Description of the task: Rewrite all the lines below, replacing "integer pairs" with "whole-number pairs" and leaving everything else unchanged.

** Start of Input data **

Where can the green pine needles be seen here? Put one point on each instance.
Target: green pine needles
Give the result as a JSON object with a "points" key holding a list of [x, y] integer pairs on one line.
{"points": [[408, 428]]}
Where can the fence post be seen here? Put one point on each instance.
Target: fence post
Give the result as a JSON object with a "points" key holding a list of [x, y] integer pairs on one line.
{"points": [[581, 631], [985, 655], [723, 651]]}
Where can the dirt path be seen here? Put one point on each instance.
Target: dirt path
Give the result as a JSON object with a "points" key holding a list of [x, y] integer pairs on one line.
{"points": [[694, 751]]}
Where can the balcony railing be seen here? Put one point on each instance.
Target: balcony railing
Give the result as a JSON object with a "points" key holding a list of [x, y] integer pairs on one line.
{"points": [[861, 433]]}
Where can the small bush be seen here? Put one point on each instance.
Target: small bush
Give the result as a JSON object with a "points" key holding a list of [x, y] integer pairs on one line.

** End of Input data **

Solved problem:
Where can the green pine needles be seen here? Put one point on each instance.
Target: green pine needles
Give the result as a JSON object with a "points" key holding a list of [x, y] whole-number pairs on one line.
{"points": [[408, 428]]}
Where can the fence post be seen here? Put one point on each instance.
Target: fence post
Give the result as a JSON object with a "points" key holding a list of [x, y] whole-number pairs on one line.
{"points": [[581, 631], [985, 655], [723, 651]]}
Where can the dirt path be seen here? Put one point on each instance.
Target: dirt path
Give the result as a JSON object with a "points" key holding a list of [x, y] whole-number pairs on one line.
{"points": [[694, 751]]}
Where can the balcony railing be seen here? Put one point on each instance.
Target: balcony railing
Give the result as a JSON object with a "points" key holding a list of [x, y] whole-number pairs on one line.
{"points": [[861, 433]]}
Where can the small bush be seen here? Put one point on each instance.
Target: small bush
Give the result as a JSON object with a "points" key holding a list of [x, y] whole-number pairs on one line.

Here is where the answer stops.